Render the records from the line with "Mark every instance of the woman hiker" up to and including the line with "<point>791,90</point>" as a Markdown table with the columns Row and Line, numbering each line and leaving out blank lines.
++++ EXTRACTED INFORMATION
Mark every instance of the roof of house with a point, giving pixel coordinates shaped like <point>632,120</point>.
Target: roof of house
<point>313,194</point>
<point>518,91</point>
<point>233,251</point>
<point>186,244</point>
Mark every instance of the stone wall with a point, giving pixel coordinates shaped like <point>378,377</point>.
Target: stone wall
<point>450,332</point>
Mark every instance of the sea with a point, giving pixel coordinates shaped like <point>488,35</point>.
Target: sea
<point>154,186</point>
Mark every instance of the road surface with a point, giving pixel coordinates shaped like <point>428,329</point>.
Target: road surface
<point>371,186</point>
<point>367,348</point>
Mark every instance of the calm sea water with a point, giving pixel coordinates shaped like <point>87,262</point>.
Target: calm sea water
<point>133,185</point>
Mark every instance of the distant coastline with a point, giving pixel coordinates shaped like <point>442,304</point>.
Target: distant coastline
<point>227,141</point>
++++++++
++++ EXTRACTED INFORMATION
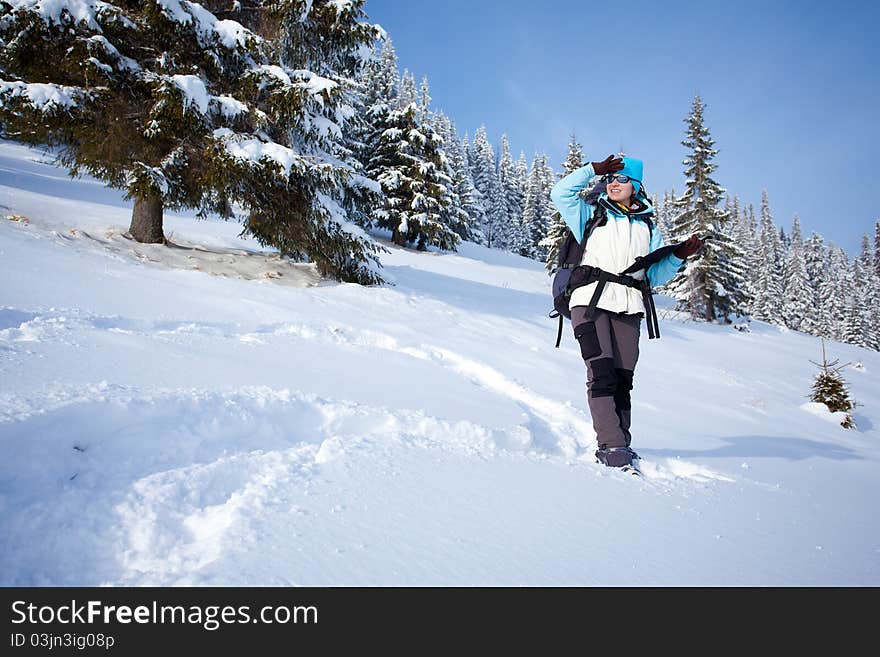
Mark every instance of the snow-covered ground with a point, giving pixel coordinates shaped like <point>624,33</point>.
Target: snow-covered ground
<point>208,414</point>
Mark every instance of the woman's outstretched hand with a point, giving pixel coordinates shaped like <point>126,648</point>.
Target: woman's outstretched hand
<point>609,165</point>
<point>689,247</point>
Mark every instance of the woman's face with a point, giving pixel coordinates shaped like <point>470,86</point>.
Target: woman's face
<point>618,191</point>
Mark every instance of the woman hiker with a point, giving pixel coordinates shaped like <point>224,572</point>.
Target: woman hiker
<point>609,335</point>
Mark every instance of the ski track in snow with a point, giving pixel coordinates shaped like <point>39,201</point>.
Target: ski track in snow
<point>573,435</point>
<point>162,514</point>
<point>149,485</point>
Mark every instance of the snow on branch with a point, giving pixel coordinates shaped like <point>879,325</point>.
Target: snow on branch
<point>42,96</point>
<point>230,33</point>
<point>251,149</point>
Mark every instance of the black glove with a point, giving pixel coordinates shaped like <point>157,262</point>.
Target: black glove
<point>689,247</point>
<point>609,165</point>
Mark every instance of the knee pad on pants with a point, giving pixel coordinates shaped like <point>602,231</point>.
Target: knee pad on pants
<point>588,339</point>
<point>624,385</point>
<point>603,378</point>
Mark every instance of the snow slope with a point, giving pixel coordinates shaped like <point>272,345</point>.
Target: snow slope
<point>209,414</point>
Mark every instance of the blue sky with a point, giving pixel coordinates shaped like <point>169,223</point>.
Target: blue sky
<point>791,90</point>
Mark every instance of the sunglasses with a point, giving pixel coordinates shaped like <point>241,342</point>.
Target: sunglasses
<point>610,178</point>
++++++++
§ **ANSWER TO THE EXERCISE**:
| Row | Line |
|---|---|
| 1 | Mark every instance of the woman hiker with a point, giving pixel coordinates shaped like <point>224,572</point>. |
| 2 | Target: woman hiker |
| 3 | <point>609,335</point> |
| 4 | Mark every instance of the ski track in snow with a point, giving pixel coordinates shaped like <point>39,201</point>. |
| 5 | Target: ski track in snow |
| 6 | <point>573,435</point> |
| 7 | <point>162,514</point> |
| 8 | <point>149,485</point> |
| 9 | Mark every instance of the snow on branch with a point, giving pixel coordinates shaped like <point>879,325</point>. |
| 10 | Target: snow on branch |
| 11 | <point>42,96</point> |
| 12 | <point>230,33</point> |
| 13 | <point>251,149</point> |
| 14 | Mark every instance of the black glove with a point, giving pixel coordinates shaped like <point>157,262</point>. |
| 15 | Target: black glove |
| 16 | <point>689,247</point> |
| 17 | <point>609,165</point> |
| 18 | Mark every instance of the knee pad on pants with a point, giving pixel coordinates shaped like <point>602,231</point>. |
| 19 | Target: knee pad on pants |
| 20 | <point>588,339</point> |
| 21 | <point>624,385</point> |
| 22 | <point>603,378</point> |
| 23 | Mark every instance of the snow slope with a point, giving pixel coordinates shaped like <point>272,345</point>. |
| 24 | Target: snow slope |
| 25 | <point>209,414</point> |
| 26 | Mark every instance of the blue sky with a point, giving pixel coordinates shaped like <point>169,223</point>. |
| 27 | Target: blue sky |
| 28 | <point>791,90</point> |